╭──

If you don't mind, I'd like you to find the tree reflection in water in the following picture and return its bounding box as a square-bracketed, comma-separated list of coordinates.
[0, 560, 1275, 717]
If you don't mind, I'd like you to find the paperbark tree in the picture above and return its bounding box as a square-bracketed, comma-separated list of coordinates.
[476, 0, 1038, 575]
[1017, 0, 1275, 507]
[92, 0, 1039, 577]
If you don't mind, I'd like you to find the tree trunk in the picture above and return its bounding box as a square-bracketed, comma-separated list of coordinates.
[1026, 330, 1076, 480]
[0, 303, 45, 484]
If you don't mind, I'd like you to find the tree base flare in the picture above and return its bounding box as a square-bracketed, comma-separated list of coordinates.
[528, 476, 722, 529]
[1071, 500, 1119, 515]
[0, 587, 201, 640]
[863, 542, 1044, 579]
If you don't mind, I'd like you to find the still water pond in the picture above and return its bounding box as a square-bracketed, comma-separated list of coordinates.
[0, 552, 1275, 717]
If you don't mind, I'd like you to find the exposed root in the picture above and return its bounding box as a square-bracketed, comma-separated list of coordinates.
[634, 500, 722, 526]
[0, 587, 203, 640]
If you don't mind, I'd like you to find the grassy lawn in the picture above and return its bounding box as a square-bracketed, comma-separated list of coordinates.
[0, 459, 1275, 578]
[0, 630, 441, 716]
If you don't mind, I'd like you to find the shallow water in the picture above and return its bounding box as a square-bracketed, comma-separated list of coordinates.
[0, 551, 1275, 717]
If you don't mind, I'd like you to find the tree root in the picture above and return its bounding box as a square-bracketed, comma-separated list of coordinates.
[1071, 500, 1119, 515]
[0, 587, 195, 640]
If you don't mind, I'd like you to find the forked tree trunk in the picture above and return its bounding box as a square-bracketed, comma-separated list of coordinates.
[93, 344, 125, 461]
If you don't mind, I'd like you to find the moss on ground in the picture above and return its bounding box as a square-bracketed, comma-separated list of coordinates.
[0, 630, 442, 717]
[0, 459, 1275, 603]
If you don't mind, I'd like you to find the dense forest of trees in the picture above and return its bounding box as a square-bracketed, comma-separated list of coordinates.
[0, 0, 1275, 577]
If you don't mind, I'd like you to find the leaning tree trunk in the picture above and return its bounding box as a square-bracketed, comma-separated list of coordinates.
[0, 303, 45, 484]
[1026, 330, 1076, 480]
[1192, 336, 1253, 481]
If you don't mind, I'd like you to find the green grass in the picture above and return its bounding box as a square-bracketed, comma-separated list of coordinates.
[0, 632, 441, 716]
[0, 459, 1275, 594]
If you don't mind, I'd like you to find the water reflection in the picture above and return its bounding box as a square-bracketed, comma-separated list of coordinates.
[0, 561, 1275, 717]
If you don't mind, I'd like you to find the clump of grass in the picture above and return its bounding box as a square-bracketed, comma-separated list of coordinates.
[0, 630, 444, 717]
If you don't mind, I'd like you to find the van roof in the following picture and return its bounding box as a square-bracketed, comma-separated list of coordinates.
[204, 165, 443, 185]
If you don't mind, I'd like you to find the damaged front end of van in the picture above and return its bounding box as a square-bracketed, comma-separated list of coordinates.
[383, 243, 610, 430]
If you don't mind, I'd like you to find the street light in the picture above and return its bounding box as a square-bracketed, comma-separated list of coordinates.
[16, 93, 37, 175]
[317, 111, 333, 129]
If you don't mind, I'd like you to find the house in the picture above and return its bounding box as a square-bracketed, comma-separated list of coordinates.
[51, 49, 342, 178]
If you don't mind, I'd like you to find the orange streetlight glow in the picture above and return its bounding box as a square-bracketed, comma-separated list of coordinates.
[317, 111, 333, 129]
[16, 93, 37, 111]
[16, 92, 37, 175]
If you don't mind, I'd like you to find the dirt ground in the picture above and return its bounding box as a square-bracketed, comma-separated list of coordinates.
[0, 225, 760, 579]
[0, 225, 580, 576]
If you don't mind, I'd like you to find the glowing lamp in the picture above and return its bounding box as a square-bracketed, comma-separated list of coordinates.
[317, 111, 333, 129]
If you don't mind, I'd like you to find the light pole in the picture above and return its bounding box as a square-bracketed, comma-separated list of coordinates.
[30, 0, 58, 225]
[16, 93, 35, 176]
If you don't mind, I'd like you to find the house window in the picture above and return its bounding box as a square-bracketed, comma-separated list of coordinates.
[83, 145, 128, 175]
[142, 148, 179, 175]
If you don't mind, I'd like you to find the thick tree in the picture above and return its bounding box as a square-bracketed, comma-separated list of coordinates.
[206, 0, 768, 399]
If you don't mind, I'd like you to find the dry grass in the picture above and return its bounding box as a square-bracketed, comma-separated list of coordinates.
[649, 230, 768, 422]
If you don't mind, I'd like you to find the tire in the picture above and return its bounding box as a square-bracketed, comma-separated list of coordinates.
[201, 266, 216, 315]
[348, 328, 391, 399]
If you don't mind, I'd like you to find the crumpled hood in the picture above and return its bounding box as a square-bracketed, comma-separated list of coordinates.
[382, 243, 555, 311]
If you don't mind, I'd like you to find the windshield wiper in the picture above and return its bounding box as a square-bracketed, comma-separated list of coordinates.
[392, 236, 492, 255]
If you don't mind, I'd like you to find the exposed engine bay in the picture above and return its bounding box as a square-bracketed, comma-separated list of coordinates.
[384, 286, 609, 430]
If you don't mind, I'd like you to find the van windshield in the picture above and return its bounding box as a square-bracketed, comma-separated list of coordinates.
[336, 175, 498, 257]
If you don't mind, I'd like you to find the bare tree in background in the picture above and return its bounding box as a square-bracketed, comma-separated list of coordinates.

╰──

**WRITTEN PROBLEM**:
Copy out word for word the part that opens with the line containing "the exposed engine" and closes with the line containing "[336, 175, 498, 257]", taking in both of those lines.

**RESULT OF THE EXERCISE**:
If you don't mind, I'd like you to find the exposed engine bay in the picture above and return its bounding box as a square-bracketed, comma-separated list of coordinates.
[384, 286, 609, 430]
If you don't mind, I'd like you to find the van windshield in the picture above and return its bounding box as a square-bracketed, comma-separated list of coordinates.
[336, 175, 498, 257]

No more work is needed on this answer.